▶ **What you need to do**: Output the lines of the listing below, from the line containing "Put a point on every instance of the stethoscope" through the end of the listing, as a JSON list of strings with one string per line and blank lines omitted.

▶ **The records**:
____
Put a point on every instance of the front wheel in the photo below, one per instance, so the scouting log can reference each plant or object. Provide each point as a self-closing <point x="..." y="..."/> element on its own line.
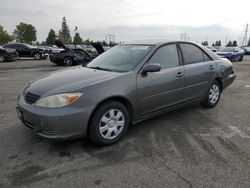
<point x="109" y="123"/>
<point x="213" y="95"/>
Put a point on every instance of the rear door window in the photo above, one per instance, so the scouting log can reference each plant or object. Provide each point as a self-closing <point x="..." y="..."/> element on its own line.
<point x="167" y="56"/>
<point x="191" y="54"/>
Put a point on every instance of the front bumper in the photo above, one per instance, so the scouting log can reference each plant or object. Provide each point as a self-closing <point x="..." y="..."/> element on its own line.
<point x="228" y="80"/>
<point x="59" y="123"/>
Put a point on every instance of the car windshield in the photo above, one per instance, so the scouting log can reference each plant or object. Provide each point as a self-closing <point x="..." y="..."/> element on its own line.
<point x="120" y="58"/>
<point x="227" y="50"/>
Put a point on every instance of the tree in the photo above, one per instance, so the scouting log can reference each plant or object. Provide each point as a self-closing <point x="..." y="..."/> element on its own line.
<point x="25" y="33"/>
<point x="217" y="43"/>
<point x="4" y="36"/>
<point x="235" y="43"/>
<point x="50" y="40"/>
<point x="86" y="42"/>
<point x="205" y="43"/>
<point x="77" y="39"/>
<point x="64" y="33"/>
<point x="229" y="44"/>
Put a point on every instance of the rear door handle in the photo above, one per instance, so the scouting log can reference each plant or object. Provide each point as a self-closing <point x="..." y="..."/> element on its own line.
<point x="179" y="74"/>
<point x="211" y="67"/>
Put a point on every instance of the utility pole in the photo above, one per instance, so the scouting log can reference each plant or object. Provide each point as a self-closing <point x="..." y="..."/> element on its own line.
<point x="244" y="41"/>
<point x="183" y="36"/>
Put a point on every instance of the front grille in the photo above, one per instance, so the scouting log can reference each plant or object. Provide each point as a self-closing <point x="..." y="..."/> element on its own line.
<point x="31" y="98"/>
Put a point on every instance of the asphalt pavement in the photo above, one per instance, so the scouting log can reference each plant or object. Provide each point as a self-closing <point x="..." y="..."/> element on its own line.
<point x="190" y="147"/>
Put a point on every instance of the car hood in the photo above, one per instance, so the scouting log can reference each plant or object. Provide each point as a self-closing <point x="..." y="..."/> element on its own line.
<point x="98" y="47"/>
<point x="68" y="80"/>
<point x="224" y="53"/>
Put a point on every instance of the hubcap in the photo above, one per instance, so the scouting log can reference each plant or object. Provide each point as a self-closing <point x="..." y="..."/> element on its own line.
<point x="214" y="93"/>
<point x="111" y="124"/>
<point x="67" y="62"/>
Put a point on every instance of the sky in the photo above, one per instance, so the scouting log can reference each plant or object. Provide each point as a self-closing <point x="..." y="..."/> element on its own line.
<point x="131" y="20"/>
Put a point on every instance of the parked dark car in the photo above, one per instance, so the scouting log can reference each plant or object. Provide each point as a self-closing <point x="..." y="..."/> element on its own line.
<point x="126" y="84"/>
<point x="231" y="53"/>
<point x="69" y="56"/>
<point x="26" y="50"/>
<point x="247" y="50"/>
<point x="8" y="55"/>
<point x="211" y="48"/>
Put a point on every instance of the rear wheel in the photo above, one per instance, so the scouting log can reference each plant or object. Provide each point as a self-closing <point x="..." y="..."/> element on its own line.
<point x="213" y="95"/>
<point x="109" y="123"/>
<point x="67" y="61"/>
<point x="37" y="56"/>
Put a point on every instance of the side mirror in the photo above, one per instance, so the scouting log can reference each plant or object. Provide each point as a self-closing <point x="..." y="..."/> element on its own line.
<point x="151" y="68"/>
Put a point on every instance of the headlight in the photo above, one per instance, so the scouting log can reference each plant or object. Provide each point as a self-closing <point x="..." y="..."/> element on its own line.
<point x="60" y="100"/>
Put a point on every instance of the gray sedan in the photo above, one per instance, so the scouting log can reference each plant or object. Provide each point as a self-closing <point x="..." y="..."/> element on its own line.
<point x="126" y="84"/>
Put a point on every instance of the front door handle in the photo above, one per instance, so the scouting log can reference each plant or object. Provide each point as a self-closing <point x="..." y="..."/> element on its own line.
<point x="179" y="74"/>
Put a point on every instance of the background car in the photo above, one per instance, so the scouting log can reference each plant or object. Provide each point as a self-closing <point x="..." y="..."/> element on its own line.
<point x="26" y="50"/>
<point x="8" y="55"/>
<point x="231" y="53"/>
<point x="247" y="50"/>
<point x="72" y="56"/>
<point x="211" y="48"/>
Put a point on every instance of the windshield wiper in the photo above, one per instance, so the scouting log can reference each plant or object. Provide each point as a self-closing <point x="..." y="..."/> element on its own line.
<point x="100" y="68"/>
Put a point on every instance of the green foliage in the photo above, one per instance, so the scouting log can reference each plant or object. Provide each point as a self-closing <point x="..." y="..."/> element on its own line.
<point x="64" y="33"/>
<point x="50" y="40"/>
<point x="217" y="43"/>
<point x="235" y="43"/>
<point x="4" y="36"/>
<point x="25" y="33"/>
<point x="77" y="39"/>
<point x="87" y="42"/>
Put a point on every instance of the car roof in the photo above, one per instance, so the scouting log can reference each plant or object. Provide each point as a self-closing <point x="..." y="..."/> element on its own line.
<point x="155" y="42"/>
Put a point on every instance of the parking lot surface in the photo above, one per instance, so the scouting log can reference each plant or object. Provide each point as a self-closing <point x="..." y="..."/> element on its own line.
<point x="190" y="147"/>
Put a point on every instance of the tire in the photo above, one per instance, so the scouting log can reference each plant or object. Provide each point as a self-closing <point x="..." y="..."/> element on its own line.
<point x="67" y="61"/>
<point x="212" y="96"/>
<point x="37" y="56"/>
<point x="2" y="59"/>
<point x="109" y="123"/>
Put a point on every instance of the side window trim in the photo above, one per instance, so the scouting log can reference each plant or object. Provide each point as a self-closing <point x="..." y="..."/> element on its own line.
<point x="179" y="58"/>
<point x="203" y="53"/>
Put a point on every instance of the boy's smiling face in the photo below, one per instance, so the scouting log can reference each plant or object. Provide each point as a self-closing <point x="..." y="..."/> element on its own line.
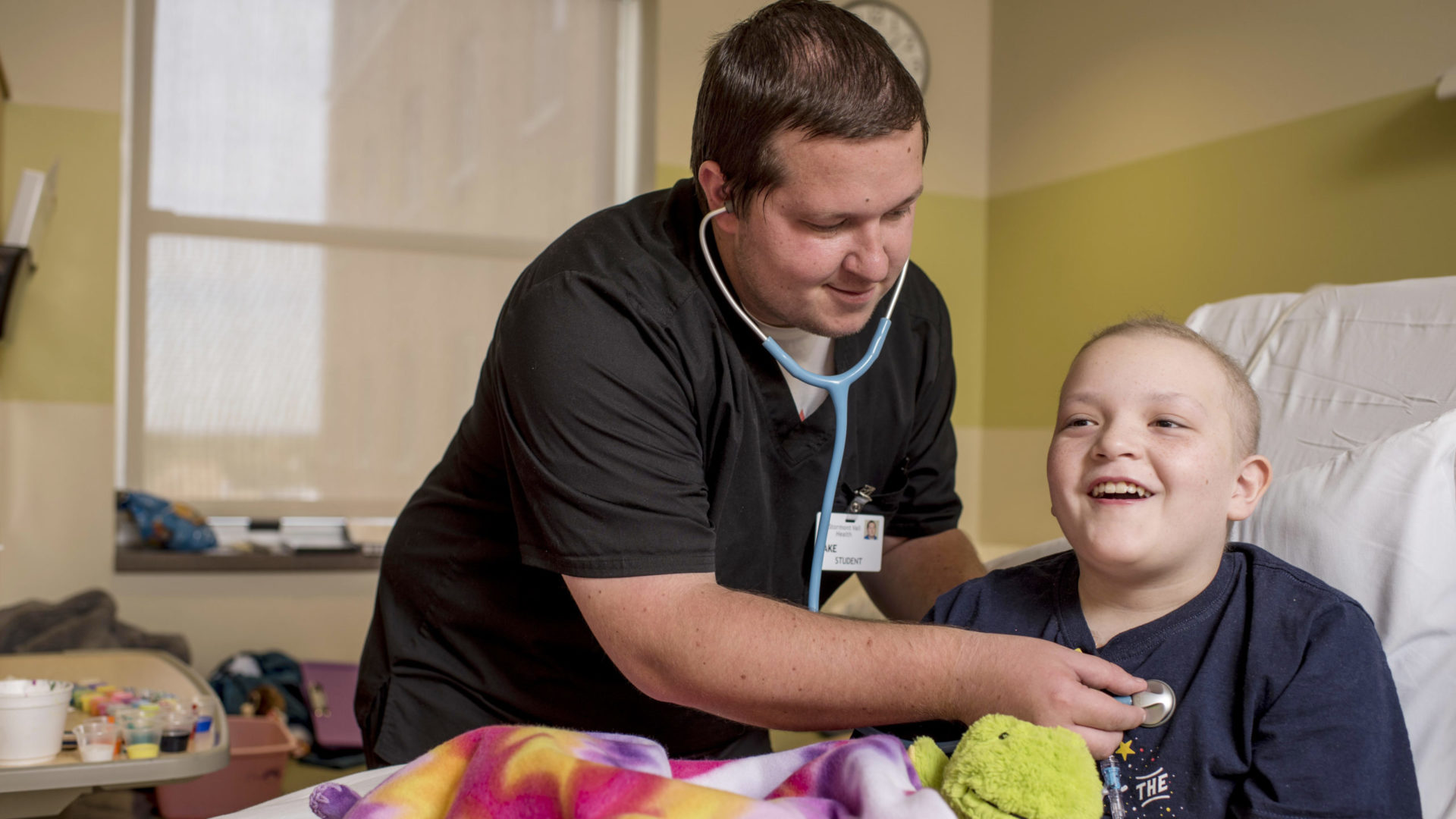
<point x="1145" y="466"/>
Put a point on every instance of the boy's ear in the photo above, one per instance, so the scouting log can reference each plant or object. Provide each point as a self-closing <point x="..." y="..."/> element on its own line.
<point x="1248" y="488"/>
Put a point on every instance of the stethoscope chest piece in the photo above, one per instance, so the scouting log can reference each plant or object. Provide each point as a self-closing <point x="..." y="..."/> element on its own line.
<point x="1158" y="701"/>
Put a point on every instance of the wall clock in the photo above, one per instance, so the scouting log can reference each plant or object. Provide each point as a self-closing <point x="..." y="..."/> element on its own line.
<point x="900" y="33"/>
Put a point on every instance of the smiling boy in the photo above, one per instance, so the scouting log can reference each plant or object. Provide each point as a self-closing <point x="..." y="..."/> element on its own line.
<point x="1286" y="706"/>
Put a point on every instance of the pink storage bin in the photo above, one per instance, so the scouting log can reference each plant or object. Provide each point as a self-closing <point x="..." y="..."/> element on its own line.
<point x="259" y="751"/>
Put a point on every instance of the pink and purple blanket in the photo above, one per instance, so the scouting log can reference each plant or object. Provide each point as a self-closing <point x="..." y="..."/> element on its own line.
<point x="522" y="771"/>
____
▶ **Output for this exercise**:
[
  "Put a point on every instance of the stethoscope chest piece in the photo above, one per instance, so the scouting log can reference each plant or object. Provide each point as a self-closing <point x=\"...\" y=\"...\"/> element on its own line.",
  "<point x=\"1158\" y=\"701\"/>",
  "Put a point on every instance of the wall clock in the photo above, one per instance, so the scouting log can reference each plant or object. Provide each point as a self-closing <point x=\"...\" y=\"...\"/> element on its own line.",
  "<point x=\"900\" y=\"33\"/>",
  "Put a point on every instance of the smiling boy in the photo above, one per instance, so the scouting log can reference each plant or object. Provide each point as a self-closing <point x=\"...\" y=\"...\"/> element on its own line.",
  "<point x=\"1286\" y=\"706\"/>",
  "Put a point on every instance of the pink storage bin in the photo above, one per instance, so the scouting log can reference each plant or object. Provide each point as a self-closing <point x=\"...\" y=\"...\"/> element on its own line.",
  "<point x=\"259\" y=\"751\"/>",
  "Put a point on every instance of the pink and purple blanket in the photo above, one per instance, so the scouting log can reference each plant or object. Provide each point as a self-closing <point x=\"...\" y=\"...\"/> element on its own line.",
  "<point x=\"522\" y=\"771\"/>"
]